• _Excerto do documento_
• • • • •

Ainda há pouco era só o contacto
telefónico, que, aliás, não esmoreceu, permitindo bastos enredos, reais ou fictícios, mas hoje são frequentes horas inteiras
gastas sobre um instrumento que se envolve numa mão, dócil e maneirinho, a
outra servindo para traçar caracteres de mensagens, deslizando o dedo freneticamente, até
chegar ao local do nosso anseio. Mas não há dúvida que também obtemos
informações preciosas, através desse instrumento alienante, colmatando a nossa
ignorância, ou o nosso esquecimento cada vez mais frequente, sinto-o bem. Sim,
o livro é bem mais cansativo, os hábitos de leitura vão, talvez, esmorecendo,
mas continua a haver gostos para tudo, e o certo é que estas tecnologias de
ponta não deixam de criar um homem novo, mais vivo e sagaz até, pela forma como
manipula estes aparelhos, como a Internet, tão complicada e tão sedutora, que,
aliás, permite inúmeras leituras e ensinamentos. Mas é um texto bastante
expressivo este de Patrícia
Alves Fernandes, acerca deste nosso mundo de hoje, de manipulação e
desumanização.
Os novos parolos digitais
Ironicamente, nada mais somos que um
hamster preso numa roda, um rato que percorre quilómetros sem sair do lugar, na
ânsia de superar a imagem postada há segundos.

• • • • •

• _Descrição da tarefa_
Retome o texto sobre o uso das tecnologias digitais e prossiga a partir da última frase apresentada.

(Entradas de dados armazenadas)
• • • • •

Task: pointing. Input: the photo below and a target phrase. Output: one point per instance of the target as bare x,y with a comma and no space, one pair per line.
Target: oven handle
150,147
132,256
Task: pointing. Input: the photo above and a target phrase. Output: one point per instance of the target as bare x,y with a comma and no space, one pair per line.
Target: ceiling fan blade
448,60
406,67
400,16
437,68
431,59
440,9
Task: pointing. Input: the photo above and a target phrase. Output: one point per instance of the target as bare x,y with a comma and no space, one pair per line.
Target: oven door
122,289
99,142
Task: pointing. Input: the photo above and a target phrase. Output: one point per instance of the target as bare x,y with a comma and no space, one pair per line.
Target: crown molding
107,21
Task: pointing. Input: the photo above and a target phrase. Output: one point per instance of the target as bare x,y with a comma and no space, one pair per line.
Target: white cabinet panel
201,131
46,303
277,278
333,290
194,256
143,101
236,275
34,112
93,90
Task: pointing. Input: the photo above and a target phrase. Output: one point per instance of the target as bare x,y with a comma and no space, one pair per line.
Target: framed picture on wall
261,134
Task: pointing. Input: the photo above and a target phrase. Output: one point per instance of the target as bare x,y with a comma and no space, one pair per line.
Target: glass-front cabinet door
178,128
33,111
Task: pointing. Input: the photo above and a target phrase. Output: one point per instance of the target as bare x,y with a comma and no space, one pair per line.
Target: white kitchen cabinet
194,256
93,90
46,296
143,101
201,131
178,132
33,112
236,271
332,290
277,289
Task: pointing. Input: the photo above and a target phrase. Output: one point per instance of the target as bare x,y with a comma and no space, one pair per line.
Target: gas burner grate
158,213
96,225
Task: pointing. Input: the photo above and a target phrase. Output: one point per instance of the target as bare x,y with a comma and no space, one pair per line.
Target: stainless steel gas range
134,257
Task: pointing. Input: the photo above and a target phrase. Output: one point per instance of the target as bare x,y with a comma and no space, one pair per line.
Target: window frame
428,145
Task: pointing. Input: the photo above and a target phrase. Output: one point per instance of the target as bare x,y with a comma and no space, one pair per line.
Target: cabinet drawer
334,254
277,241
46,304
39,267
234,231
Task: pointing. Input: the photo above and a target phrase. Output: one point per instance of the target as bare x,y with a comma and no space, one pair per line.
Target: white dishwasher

• • • • •

• _Resposta do exercício_
PATRÍCIA ALVES FERNANDES
OBSERVSADOR, 27
mar 2021
Uma
sala de espera que se preze tem sempre meia dúzia de revistas do ano passado,
uma Hola e um exemplar de capa dura das melhores paisagens do Tibete. Na
parede, sobrevive uma cópia murcha do Guernica que desafia teimosamente as maleitas dos
pacientes. Isto era uma sala de espera para quem realmente esperava.
Hoje,
só vejo um corredor de cabeças curvadas sobre uma janela que se segura entre
as mãos. Ninguém tem a ousadia de conversar, não se fazem considerações
sobre o tempo nem elogios ao bebé que nos sorri da cadeira em frente, mas
trocamos furiosamente trezentos caracteres com um desconhecido que está do
outro lado do Atlântico. Já não damos pela demora nem pulamos da cadeira quando
chamam o nosso nome. Causa-nos até um certo aborrecimento, porque têm a ousadia
de interromper o momento em que estávamos a participar no mundo com gostos e
bonequinhos coloridos, que expressam sentimentos e dão rosto às nossas emoções.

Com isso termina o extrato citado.